— start Data extract —
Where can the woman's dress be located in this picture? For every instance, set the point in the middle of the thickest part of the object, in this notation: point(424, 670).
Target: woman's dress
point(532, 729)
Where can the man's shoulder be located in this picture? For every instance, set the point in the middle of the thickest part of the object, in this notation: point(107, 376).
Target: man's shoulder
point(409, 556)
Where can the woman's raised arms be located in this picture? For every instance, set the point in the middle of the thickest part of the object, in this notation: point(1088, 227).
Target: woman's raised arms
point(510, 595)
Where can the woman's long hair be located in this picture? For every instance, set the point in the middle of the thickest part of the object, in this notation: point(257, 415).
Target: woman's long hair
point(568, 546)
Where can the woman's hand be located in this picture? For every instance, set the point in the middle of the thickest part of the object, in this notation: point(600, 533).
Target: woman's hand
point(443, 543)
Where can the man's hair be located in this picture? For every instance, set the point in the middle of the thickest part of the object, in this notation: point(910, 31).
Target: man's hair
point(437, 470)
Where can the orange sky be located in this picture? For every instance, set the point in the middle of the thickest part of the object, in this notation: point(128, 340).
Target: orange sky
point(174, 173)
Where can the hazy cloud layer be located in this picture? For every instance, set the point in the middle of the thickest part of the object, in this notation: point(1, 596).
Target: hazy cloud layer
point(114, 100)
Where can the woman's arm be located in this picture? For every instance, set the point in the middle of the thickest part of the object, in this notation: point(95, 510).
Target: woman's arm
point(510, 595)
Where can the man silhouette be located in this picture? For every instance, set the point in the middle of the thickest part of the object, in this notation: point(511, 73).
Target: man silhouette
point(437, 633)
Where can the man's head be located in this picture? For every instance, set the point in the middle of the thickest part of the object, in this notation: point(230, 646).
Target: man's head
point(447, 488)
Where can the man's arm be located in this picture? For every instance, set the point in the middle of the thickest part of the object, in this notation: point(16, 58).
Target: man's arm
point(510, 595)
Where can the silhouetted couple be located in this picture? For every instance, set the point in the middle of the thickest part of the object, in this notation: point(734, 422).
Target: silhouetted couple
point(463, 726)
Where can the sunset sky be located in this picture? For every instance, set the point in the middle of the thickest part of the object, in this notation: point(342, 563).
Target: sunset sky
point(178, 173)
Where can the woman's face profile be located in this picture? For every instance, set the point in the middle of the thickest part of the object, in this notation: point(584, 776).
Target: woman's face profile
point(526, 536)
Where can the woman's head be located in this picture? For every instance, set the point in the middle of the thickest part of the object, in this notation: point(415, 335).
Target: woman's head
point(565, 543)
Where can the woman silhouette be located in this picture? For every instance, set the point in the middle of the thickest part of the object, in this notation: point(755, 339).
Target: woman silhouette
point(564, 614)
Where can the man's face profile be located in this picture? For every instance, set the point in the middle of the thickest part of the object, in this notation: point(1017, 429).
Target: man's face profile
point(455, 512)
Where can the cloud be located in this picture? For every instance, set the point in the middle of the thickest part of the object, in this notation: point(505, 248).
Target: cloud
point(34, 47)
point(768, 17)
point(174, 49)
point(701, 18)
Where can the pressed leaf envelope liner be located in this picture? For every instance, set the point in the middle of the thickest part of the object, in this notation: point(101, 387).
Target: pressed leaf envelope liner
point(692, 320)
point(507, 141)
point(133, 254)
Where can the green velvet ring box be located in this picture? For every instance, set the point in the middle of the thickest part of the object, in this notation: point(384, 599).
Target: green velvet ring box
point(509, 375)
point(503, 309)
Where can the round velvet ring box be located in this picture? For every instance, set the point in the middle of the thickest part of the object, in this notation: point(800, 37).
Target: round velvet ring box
— end Data extract —
=== Required work ===
Copy every line of the material above, character for character, with no changes.

=== Solution ===
Where can the woman's dress be located in this picture? For every instance, set the point in the middle of the thickest part of the object, in this notation: point(424, 670).
Target: woman's dress
point(532, 729)
Where can the man's shoulder be located in this picture? For every instance, set the point in the middle of the thickest part of the object, in this notation: point(107, 376).
Target: man's shoulder
point(409, 556)
Where can the woman's raised arms be located in this picture? For every instance, set the point in the middle of the thickest part of the object, in this notation: point(1088, 227).
Target: woman's raised arms
point(510, 595)
Where can the woman's long hair be located in this picture? For every instance, set the point in the middle of the thickest part of the object, in this notation: point(257, 415).
Target: woman's long hair
point(568, 546)
Where can the woman's hand be located in this picture? For every instance, set the point in the middle of the thickest part of the object, in this notation: point(600, 533).
Target: woman's hand
point(443, 543)
Where can the man's hair be located in this picture? For every instance, set the point in the middle of the thickest part of the object, in this notation: point(910, 31).
Target: man's hair
point(437, 470)
Where can the orange sky be located in this picture? For every instance, set the point in the middle of the thickest part of the object, in this notation: point(128, 340).
Target: orange sky
point(174, 173)
Where can the hazy cloud layer be located in this picture? For every instance, set the point in the middle of the thickest part of the object, in this notation: point(1, 596).
Target: hazy cloud layer
point(114, 100)
Where can the woman's arm be located in this picture? For every instance, set the point in the middle of the thickest part of the object, in this notation: point(95, 510).
Target: woman's arm
point(510, 595)
Where can the man silhouette be located in this picture? For every instance, set the point in the middle of the thickest part of the object, in this notation: point(511, 73).
Target: man silhouette
point(437, 633)
Where can the man's head be located in this picture? For every instance, set the point in the middle of the thickest part of the object, in this notation: point(230, 646).
Target: man's head
point(447, 488)
Where can the man's arm be located in this picture? For every instance, set the point in the middle of the thickest part of the object, in this notation: point(16, 58).
Target: man's arm
point(510, 595)
Where can the silhouetted couple be located in this picture? For every instance, set the point in the middle of the thickest part of the object, in this notation: point(734, 422).
Target: silhouetted couple
point(463, 726)
Where can the sunset sky be located in this picture? For every instance, set the point in the middle of the thickest part of the object, in this notation: point(342, 563).
Target: sunset sky
point(178, 173)
Where can the woman's face profile be located in this picture? For every instance, set the point in the middle of the thickest part of the object, in this notation: point(584, 776).
Target: woman's face profile
point(526, 536)
Where can the woman's head be located in this picture? For every instance, set the point in the middle of the thickest part of the object, in this notation: point(415, 335).
Target: woman's head
point(565, 543)
Where can the woman silhouette be located in this picture? For every instance, set the point in the middle of the thickest part of the object, in this notation: point(755, 339).
Target: woman silhouette
point(564, 614)
Where can the man's face profile be located in this picture? For every instance, set the point in the middle of the thickest part of the object, in this notation: point(1017, 429).
Target: man's face profile
point(455, 512)
Where can the cloud be located in this picture? For every instance, set the point in the middle of the thickest part of the object, in this notation: point(505, 248).
Target: cloud
point(34, 47)
point(768, 17)
point(174, 49)
point(701, 18)
Where can the pressed leaf envelope liner be located in this picture? For every instance, set the point in the middle of the thickest part of the object, in this notation: point(101, 387).
Target: pressed leaf envelope liner
point(692, 320)
point(507, 141)
point(133, 254)
Where can the green velvet ring box be located in this picture? For every instance, set the point in the middle of the thickest part of the object, in this notation: point(384, 599).
Target: green velvet ring box
point(509, 375)
point(503, 309)
Where can the round velvet ring box be located in this picture? For every instance, set the point in the middle of the thickest part of the object, in this notation: point(800, 37).
Target: round velvet ring box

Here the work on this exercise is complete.